_Provided records_.
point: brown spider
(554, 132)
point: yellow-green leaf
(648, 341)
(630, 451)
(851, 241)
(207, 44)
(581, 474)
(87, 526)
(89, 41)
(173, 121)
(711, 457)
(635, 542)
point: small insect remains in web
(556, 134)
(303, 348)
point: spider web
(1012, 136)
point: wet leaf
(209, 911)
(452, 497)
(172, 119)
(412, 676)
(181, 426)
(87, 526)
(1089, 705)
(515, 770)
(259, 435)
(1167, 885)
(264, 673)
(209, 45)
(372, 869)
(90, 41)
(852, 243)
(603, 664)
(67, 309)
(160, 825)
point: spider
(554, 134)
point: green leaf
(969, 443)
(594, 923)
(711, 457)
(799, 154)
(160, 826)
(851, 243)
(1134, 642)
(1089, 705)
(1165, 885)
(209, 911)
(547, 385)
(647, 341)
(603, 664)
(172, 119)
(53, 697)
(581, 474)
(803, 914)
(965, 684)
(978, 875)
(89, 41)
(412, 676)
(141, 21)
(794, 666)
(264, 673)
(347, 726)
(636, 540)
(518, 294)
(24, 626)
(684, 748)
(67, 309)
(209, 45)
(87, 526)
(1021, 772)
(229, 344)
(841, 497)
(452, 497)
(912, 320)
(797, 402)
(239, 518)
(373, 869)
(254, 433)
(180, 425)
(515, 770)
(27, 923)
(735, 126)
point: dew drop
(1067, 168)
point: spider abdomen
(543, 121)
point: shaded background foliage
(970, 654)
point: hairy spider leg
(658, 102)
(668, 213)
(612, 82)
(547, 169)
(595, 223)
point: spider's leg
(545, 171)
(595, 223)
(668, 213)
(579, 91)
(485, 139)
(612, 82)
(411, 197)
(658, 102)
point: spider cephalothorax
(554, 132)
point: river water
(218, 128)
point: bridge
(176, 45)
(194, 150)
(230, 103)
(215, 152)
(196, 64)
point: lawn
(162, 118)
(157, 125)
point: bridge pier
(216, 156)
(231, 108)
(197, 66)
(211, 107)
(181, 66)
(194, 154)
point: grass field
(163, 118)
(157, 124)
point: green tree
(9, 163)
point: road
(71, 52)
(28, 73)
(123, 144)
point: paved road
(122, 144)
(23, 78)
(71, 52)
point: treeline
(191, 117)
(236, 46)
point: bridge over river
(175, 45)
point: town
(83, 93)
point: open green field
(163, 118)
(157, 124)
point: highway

_What you are asked to do_. Repeat the whole listing exactly, keeping every line intact.

_Written response_.
point: brown spider
(554, 132)
point: yellow-green leaf
(648, 341)
(630, 451)
(851, 241)
(207, 44)
(581, 474)
(87, 526)
(89, 41)
(173, 121)
(711, 457)
(635, 542)
point: small insect remains in web
(556, 134)
(303, 348)
point: spider web
(1012, 136)
point: wet leaf
(209, 911)
(452, 497)
(172, 119)
(412, 676)
(181, 426)
(87, 526)
(1089, 705)
(515, 770)
(259, 435)
(1167, 885)
(264, 673)
(209, 45)
(372, 869)
(90, 41)
(852, 243)
(603, 664)
(67, 309)
(160, 825)
point: spider
(554, 134)
point: green leaf
(969, 443)
(594, 923)
(711, 457)
(799, 154)
(160, 826)
(851, 243)
(1134, 642)
(1089, 705)
(1165, 885)
(209, 911)
(547, 385)
(647, 341)
(603, 664)
(172, 119)
(53, 697)
(581, 474)
(803, 914)
(965, 684)
(978, 875)
(89, 41)
(412, 676)
(141, 21)
(794, 666)
(264, 673)
(347, 726)
(636, 540)
(518, 294)
(24, 626)
(684, 748)
(67, 309)
(209, 45)
(87, 526)
(1021, 772)
(229, 344)
(841, 497)
(452, 497)
(912, 320)
(797, 402)
(239, 518)
(373, 869)
(254, 433)
(180, 425)
(515, 770)
(27, 923)
(735, 126)
point: dew drop
(1067, 168)
point: spider abdomen
(543, 121)
point: shaded background foliage
(970, 654)
point: hairy spider leg
(658, 102)
(668, 213)
(612, 82)
(547, 169)
(595, 223)
point: spider's leg
(545, 171)
(595, 223)
(668, 213)
(579, 91)
(485, 139)
(612, 82)
(411, 197)
(658, 102)
point: spider cephalothorax
(554, 132)
point: river water
(218, 128)
point: bridge
(176, 45)
(194, 150)
(230, 103)
(215, 152)
(196, 64)
point: lawn
(162, 118)
(157, 125)
point: bridge pier
(216, 156)
(231, 108)
(197, 66)
(211, 107)
(181, 66)
(194, 154)
point: grass field
(163, 118)
(157, 124)
point: green tree
(9, 163)
point: road
(71, 52)
(28, 73)
(123, 144)
point: paved road
(122, 144)
(23, 78)
(71, 52)
point: treeline
(191, 117)
(236, 46)
point: bridge over river
(175, 45)
point: town
(83, 93)
point: open green field
(163, 118)
(157, 124)
point: highway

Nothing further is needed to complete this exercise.